## STUDY QUESTIONS
A: In the text about Lauren's sketch appearances, who orders Lauren out of the pub?
B: List every actor whose name appears in parentheses in the text about Lauren's sketch appearances.
C: Repeat the text about Lauren's sketch appearances from "In November 2005, Lauren appeared" up to and including "with immediate effect.".

In November 2005, Lauren appeared in a sketch for the Children in Need telethon. The sketch is a crossover with EastEnders. The scene is set when Lauren arrives in Walford in search of revenge on Stacey Slater (Lacey Turner), who has apparently stolen her boyfriend. She looks for her in the launderette, where she finds Little Mo Mitchell (Kacey Ainsworth), who tells her that Stacey is not there. She then visits The Queen Victoria public house, and Peggy Mitchell (Barbara Windsor) finds herself getting increasingly frustrated and annoyed with Lauren, who asks, "Are you a Cockney? Are you a Cockney sparrow?" (pronounced "cockerney"). Peggy then orders Lauren out of her pub with immediate effect.

In November 2005, Lauren was a featured sketch performer at the 77th Royal Variety Performance. After Lauren embarrasses herself in front of the audience, Ryan points out that Queen Elizabeth II is laughing at her. Looking up at the Royal Box, she asks, "Are you disrespecting me?" and mimicks the Queen's accent, asking, "Is one bovvered?" She receives a phone call, answers timidly, "Hello, yes, thank you," and hangs up. When asked who it was, she announced, "I've just been made a Dame."

## DATA UNDER STUDY
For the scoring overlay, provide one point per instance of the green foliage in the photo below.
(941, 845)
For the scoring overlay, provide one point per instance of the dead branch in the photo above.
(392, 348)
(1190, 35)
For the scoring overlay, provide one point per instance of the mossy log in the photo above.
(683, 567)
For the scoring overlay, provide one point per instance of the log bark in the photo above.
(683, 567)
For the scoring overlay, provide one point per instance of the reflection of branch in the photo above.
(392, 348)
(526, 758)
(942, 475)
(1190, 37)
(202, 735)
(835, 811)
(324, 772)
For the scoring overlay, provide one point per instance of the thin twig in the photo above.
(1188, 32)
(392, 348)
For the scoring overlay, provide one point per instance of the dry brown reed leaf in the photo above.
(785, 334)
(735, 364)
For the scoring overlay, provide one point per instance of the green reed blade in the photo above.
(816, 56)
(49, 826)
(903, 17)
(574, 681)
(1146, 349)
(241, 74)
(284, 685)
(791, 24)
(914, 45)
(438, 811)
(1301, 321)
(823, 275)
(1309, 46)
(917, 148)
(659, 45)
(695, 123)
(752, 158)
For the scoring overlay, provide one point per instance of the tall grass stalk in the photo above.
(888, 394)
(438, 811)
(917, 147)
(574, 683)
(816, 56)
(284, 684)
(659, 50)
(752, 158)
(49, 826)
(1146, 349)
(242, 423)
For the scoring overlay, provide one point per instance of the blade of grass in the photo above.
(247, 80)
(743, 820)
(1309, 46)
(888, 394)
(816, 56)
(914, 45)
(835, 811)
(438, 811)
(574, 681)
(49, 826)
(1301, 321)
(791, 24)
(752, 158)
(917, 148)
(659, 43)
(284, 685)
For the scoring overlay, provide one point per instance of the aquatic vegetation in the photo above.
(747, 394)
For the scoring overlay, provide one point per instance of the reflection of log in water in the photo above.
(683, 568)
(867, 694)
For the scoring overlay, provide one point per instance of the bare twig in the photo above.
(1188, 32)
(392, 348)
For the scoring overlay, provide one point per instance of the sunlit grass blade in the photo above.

## RESPONSES IN ORDER
A: Peggy Mitchell

B: Lacey Turner, Kacey Ainsworth, Barbara Windsor

C:
In November 2005, Lauren appeared in a sketch for the Children in Need telethon. The sketch is a crossover with EastEnders. The scene is set when Lauren arrives in Walford in search of revenge on Stacey Slater (Lacey Turner), who has apparently stolen her boyfriend. She looks for her in the launderette, where she finds Little Mo Mitchell (Kacey Ainsworth), who tells her that Stacey is not there. She then visits The Queen Victoria public house, and Peggy Mitchell (Barbara Windsor) finds herself getting increasingly frustrated and annoyed with Lauren, who asks, "Are you a Cockney? Are you a Cockney sparrow?" (pronounced "cockerney"). Peggy then orders Lauren out of her pub with immediate effect.